WHAT IS NEEDED: Text only, exactly as given: reproduce the entries below without their pictures.

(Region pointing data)
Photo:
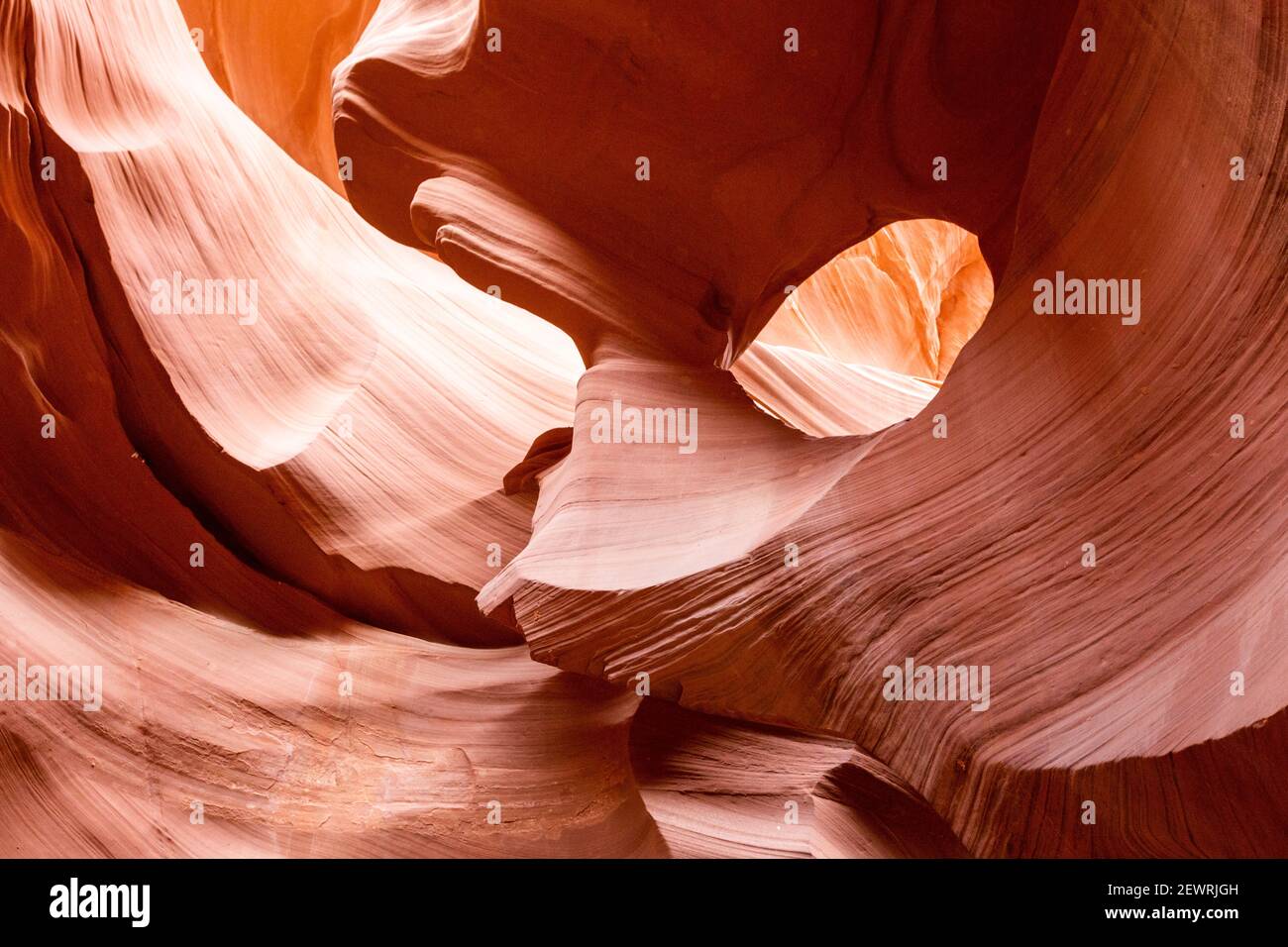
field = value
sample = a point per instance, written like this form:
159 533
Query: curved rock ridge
346 368
1082 509
274 62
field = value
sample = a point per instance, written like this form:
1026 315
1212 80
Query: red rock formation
316 539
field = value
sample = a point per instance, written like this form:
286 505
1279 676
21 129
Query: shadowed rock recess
606 429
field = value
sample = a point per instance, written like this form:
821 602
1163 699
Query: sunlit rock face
719 489
866 342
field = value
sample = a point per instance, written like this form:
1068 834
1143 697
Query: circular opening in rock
870 338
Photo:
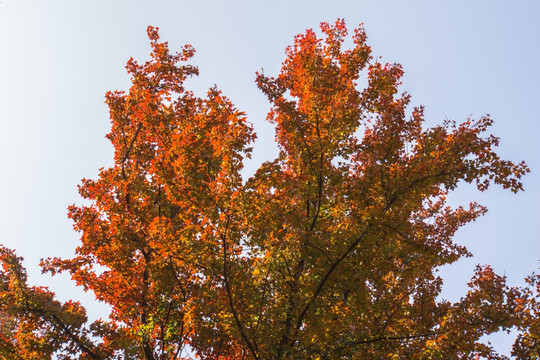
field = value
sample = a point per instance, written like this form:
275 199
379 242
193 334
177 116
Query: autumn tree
329 251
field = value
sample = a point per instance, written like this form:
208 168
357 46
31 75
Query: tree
329 251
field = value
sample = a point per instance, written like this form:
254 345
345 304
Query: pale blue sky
58 58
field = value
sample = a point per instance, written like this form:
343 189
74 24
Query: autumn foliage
329 251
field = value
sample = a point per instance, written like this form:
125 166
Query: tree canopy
329 251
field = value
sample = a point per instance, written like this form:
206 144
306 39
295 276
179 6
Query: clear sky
58 58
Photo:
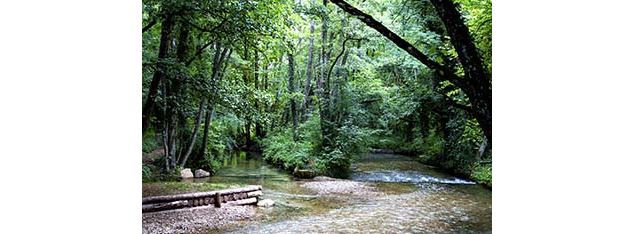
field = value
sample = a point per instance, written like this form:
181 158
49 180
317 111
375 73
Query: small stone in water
266 203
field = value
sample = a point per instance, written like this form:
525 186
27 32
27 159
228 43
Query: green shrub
482 173
149 142
280 149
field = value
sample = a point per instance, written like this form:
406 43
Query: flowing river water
385 194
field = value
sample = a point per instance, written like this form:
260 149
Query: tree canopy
313 84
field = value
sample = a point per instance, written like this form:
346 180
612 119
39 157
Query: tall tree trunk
167 26
476 84
291 86
259 132
219 56
197 125
326 125
208 118
173 91
307 83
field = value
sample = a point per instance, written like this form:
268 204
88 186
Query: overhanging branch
444 72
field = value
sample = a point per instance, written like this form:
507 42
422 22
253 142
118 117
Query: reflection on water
416 199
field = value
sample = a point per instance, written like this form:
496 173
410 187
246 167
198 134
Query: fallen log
243 202
163 206
192 196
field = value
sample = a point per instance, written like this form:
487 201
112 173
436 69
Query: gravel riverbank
196 219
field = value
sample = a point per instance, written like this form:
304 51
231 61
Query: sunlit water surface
415 198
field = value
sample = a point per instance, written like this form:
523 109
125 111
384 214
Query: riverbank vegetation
312 84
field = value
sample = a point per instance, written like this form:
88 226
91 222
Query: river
402 196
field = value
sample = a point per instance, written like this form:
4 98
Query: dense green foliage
308 84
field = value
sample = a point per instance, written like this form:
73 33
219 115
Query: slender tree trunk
208 118
477 82
291 85
174 91
197 125
259 132
167 27
307 84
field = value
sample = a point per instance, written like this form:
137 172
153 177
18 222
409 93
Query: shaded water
413 198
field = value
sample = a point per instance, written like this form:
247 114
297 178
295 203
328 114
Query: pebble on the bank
266 203
186 173
201 173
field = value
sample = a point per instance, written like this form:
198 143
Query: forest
313 84
354 97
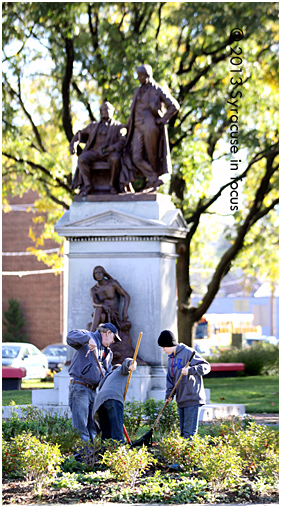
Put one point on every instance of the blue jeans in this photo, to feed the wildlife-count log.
(81, 401)
(111, 420)
(189, 418)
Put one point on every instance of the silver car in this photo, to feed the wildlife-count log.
(23, 354)
(56, 354)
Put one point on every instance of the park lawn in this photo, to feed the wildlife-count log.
(24, 396)
(260, 394)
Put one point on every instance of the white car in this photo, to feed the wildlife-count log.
(23, 354)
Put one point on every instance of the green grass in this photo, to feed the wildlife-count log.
(258, 393)
(24, 396)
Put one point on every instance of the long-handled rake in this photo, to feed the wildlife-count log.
(128, 381)
(146, 439)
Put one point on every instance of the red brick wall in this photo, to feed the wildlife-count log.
(40, 295)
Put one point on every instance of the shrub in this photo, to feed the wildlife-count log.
(31, 458)
(255, 445)
(127, 464)
(162, 489)
(169, 420)
(261, 358)
(185, 453)
(14, 322)
(53, 428)
(133, 417)
(220, 464)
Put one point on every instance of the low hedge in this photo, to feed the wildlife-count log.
(259, 359)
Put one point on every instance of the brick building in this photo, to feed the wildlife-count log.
(31, 282)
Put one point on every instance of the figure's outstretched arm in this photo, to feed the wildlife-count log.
(118, 288)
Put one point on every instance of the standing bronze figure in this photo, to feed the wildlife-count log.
(147, 145)
(105, 297)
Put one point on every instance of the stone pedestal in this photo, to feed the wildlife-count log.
(134, 238)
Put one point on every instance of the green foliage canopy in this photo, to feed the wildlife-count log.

RESULT BELOW:
Photo:
field = value
sample = a point per instance, written like this form:
159 533
Query: curved rock ridge
346 368
1082 509
274 62
field = value
sample = a point per instance, written like this form:
1026 315
1212 80
Query: red rock formation
316 539
field = value
sample = a point per instance, written like this form:
286 505
1279 676
21 129
Query: shadowed rock recess
606 429
field = value
sample = a point per instance, written like this form:
821 602
1163 699
Query: sunlit rock face
719 489
866 342
field = value
sample = a point per instance, written like this form:
1068 834
1143 697
Query: circular opening in rock
870 338
Photo:
field = value
sample = a point per instance, written like this form:
275 199
379 242
193 334
177 116
Query: autumn tree
329 251
field = value
sample = a point per instance, written like this form:
208 168
357 46
31 75
Query: tree
329 251
field = value
sample = a point per instance, written like this form:
254 345
345 304
Query: pale blue sky
58 58
field = value
sample = a point per instance, written like this form:
343 189
74 24
Query: autumn foliage
329 251
field = value
sample = a point per instance, written like this form:
125 166
Query: tree canopy
329 251
field = value
sample = a point per instance, written like this form:
206 144
306 39
295 276
179 6
Query: clear sky
58 58
Photo:
field = value
sample = a point per instance, written like this form:
181 158
49 180
317 111
375 73
Query: small stone in water
266 203
field = value
sample = a point per instance, written like this form:
525 186
27 32
27 159
228 43
Query: green shrub
482 173
149 142
280 149
field = value
sample = a point per instance, written like this form:
406 43
Query: flowing river water
385 194
field = value
sample = a point per instance, written like this form:
260 149
Query: tree canopy
313 84
field = value
sample = a point per instance, written like this form:
346 180
612 119
39 157
Query: tall tree trunk
167 26
476 84
291 86
259 132
219 56
197 125
326 125
208 118
173 91
307 83
field = value
sample = a point per instance, written like this form:
268 204
88 186
Query: overhanging branch
444 72
field = value
sample = a point per instance, written like this form:
507 42
422 22
253 142
118 117
Query: reflection on water
416 199
field = value
sample = a point per instance, written like this form:
496 173
410 187
246 167
198 134
Query: fallen log
243 202
163 206
192 196
field = value
sample = a point per instance, written like this form:
487 201
112 173
436 69
Query: gravel riverbank
196 219
field = value
sample = a point per instance, written like this form:
304 51
231 61
Query: sunlit water surface
415 198
field = value
sample = a point per instance, written like this form:
523 109
125 111
384 214
Query: riverbank vegetation
312 84
field = value
sample = a point per instance, written like this form:
88 226
91 222
Query: river
402 196
field = value
sample = a point per instance, written like this form:
4 98
Query: dense green foliage
308 84
field = value
sample = a point per instance, written like this form:
73 33
219 115
Query: slender tree trunk
208 118
477 82
291 85
174 91
197 125
259 132
167 27
307 84
field = value
sample = a point per instance, written like this form:
137 172
153 177
18 222
409 93
Query: shaded water
413 198
field = value
sample = a point per instance, written like this form:
247 114
297 178
295 203
328 114
Query: pebble on the bank
266 203
186 173
201 173
field = value
sample = a point per instance, written like this form:
198 143
Query: forest
313 84
354 97
Put one point on every instance of the blue jeans in this photo, to feed the wildlife-count log.
(81, 401)
(111, 420)
(189, 418)
Put one point on every instance of the silver car in this photo, to feed the wildlife-count log.
(23, 354)
(56, 354)
Put one point on every instance of the park lawn in this photo, to feed the wildlife-count log.
(24, 396)
(260, 394)
Put one point on every instance of the white car in this photo, to feed the wildlife-count log.
(23, 354)
Put one point on every instance of the green grass in this photo, to feed the wildlife-count log.
(258, 393)
(24, 396)
Put one point on every instance of the long-handled rake in this photo, to feed the wildlife-count log.
(128, 381)
(146, 439)
Put one point on every instance of the red brick wall in this photo, to feed the wildlife-count log.
(40, 295)
Put one point on every instance of the shrub in this photo, to feed the wildlife-count log.
(31, 458)
(255, 445)
(127, 464)
(162, 489)
(169, 420)
(261, 358)
(185, 453)
(14, 322)
(53, 428)
(133, 417)
(220, 464)
Put one point on every instance of the low hedge in this photo, to feed the wildlife-count log.
(259, 359)
Put one point on every instance of the brick building in this photo, to feed the wildlife-count log.
(31, 282)
Put one point on every instance of the figure's outstretched arm in this photo, to feed the wildlife-count log.
(118, 288)
Put one point on every instance of the standing bronze figure in this photo, to feed the wildlife-count log.
(147, 145)
(105, 297)
Put one point on every instance of the stone pedestal in this photo, to feed the wildlife-count log.
(134, 238)
Put one point on every instance of the green foliage canopy in this photo, to feed the wildlife-count log.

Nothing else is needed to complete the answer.